* ЗАДАНИЕ A: Сколько человек из добровольно поступивших в местную полицию были унтер-офицерами к июлю 1942 г., согласно отрывку?
* ЗАДАНИЕ B: Дословно продублируйте фрагмент отрывка, открывающийся словами «Кем же были» и завершающийся словами «труду на земле.».

Кем же были местные коллаборационисты, столь активно участвовавшие в нацистском геноциде на Востоке? На территориях, находившихся под контролем немецкой гражданской администрации, активными участниками расправ были люди из числа тех 25.000, которые в первые месяцы оккупации добровольно поступили на службу в местную полицию. Из них 2000 человек к июлю 1942 г. были унтер-офицерами, но многие впоследствии были в знак признания их заслуг и по мере роста численного состава шуцманств повышены в звании[1007]. Вначале в полицию поступали те, кто стремился отомстить советской власти и регулярно получать жалованье. Сам характер работы привлекал националистов, честолюбцев, местных хулиганов и антисемитов, а иногда и бывших уголовников. Но среди добровольцев встречались и простые крестьяне, предпочитавшие рутинную караульную службу тяжелому труду на земле.
Жестокие преступления этих местных полицейских подробно и наглядно отражены на страницах настоящей книги. Разнообразные использованные источники — немецкие рапорты и доклады, протоколы послевоенных судебных процессов, показания многочисленных свидетелей — евреев и не-евреев — не оставляют сомнений в том, что касается общей картины. Многие свидетели утверждают, что полицейские коллаборационисты обращались с евреями более жестоко, чем немцы[1008], а также бессердечно расправлялись с женщинами и детьми.

* ИСХОДНЫЕ ДАННЫЕ:
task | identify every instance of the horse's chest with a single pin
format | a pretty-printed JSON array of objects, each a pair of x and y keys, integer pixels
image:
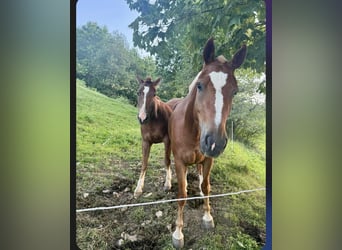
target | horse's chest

* ВЕРНЫЙ ОТВЕТ A: 2000 человек.

* ВЕРНЫЙ ОТВЕТ B:
Кем же были местные коллаборационисты, столь активно участвовавшие в нацистском геноциде на Востоке? На территориях, находившихся под контролем немецкой гражданской администрации, активными участниками расправ были люди из числа тех 25.000, которые в первые месяцы оккупации добровольно поступили на службу в местную полицию. Из них 2000 человек к июлю 1942 г. были унтер-офицерами, но многие впоследствии были в знак признания их заслуг и по мере роста численного состава шуцманств повышены в звании[1007]. Вначале в полицию поступали те, кто стремился отомстить советской власти и регулярно получать жалованье. Сам характер работы привлекал националистов, честолюбцев, местных хулиганов и антисемитов, а иногда и бывших уголовников. Но среди добровольцев встречались и простые крестьяне, предпочитавшие рутинную караульную службу тяжелому труду на земле.